Estes escritos são escritos de guerra, escritos de sangue, portanto. Escritos que, enquanto se produzem e nos produzem, não revelam apenas sobre quem escreve, mas sobre uma cultura, embora nunca um escritor e seu escrito digam de toda uma cultura. Pois as palavras não dão conta de tudo o que é um individuo nem uma cultura. Às palavras muito sobra. Às palavras muito falta.
E para ser escritor, assim acredito, não é preciso seguir cânones, afirmar-se filósofo ou estudioso, ou mesmo reproduzir o que tantos outros dizem, em busca de ser outros e não si próprio. Imagine você se escritores como Dostoiévski ou Graciliano Ramos, por exemplo, buscassem se afirmar o que mais fosse senão eles próprios? Imagine ambos vomitando dogmas ou filosofias, presos à ilusão de que isso lhes faria grandes escritores? Quão enganados estariam! Pois o escritor não busca ser outros, mas ser e tornar-se, produzir-se, fazer-se entre seus dentros e foras. O escritor busca, de algum modo, liberar o pássaro que lhe está contido, que lhe está na gaiola (Deleuze & Guattari, 2012). Busca parir-se, num instante cujos relógios e seus cronômetros não contam. Num instante em que nada se conta além do instante da própria vida.
Trata-se, portanto, do exercício da autoria, exercício este que é mais do que escrever um texto sobre um papel. Até mesmo porque, conforme se pode notar, um texto sobre um papel nunca é apenas um texto sobre um papel. É sempre mais. Muito mais. Pois o ato de escrever um texto, seja ele qual for, não se limita à execução de uma motricidade e à reprodução de uma grafia. O que lá está é mais do que o que se diz ou está dito. Um texto sobre um papel trata-se da ordem, da palavra que nos ordena (Deleuze & Guattari, 2011), trata-se do corpo, do possível. E o escritor, aquele que exerce a autoria, trata de escrever a vida. A sua vida. Ele subverte a ordem. Subverte a gramática da vida. Abre seu corpo ao novo, ao desconhecido (Barbosa Junior & Baptista, 2021). Vai além do campo do possível. Está no impossível. E é pelo impossível que cria e se cria.
Dito isso, e em poucas palavras, resta-me afirmar que podemos, cada um ao seu modo, ser escritores. Não seremos Guimarães. Não seremos Graciliano. Não seremos Dostoiévski. Mas seguiremos em busca de nós mesmos, sendo o nosso melhor possível. E isso já é um grande desafio. Talvez o maior ou um dos maiores de nossas vidas.
Que nos escrevamos, portanto.

* [Bloco de dados]
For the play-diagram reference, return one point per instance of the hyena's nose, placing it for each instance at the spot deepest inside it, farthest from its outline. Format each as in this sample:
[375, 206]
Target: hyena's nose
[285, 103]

* [Enunciado da tarefa A] Segundo o texto em estudo, o que o escritor busca liberar?
* [Enunciado da tarefa B] Liste todas as referências bibliográficas que aparecem entre parênteses no texto em estudo.
* [Enunciado da tarefa C] Reescreva a parte do texto em estudo que começa nas palavras "Estes escritos são" e termina depois de "palavras muito falta.", trocando "cultura" por "sociedade".

* [Resposta do exercício A] O pássaro que lhe está contido, que lhe está na gaiola.

* [Resposta do exercício B] (Deleuze & Guattari, 2012); (Deleuze & Guattari, 2011); (Barbosa Junior & Baptista, 2021)

* [Resposta do exercício C]
Estes escritos são escritos de guerra, escritos de sangue, portanto. Escritos que, enquanto se produzem e nos produzem, não revelam apenas sobre quem escreve, mas sobre uma sociedade, embora nunca um escritor e seu escrito digam de toda uma sociedade. Pois as palavras não dão conta de tudo o que é um individuo nem uma sociedade. Às palavras muito sobra. Às palavras muito falta.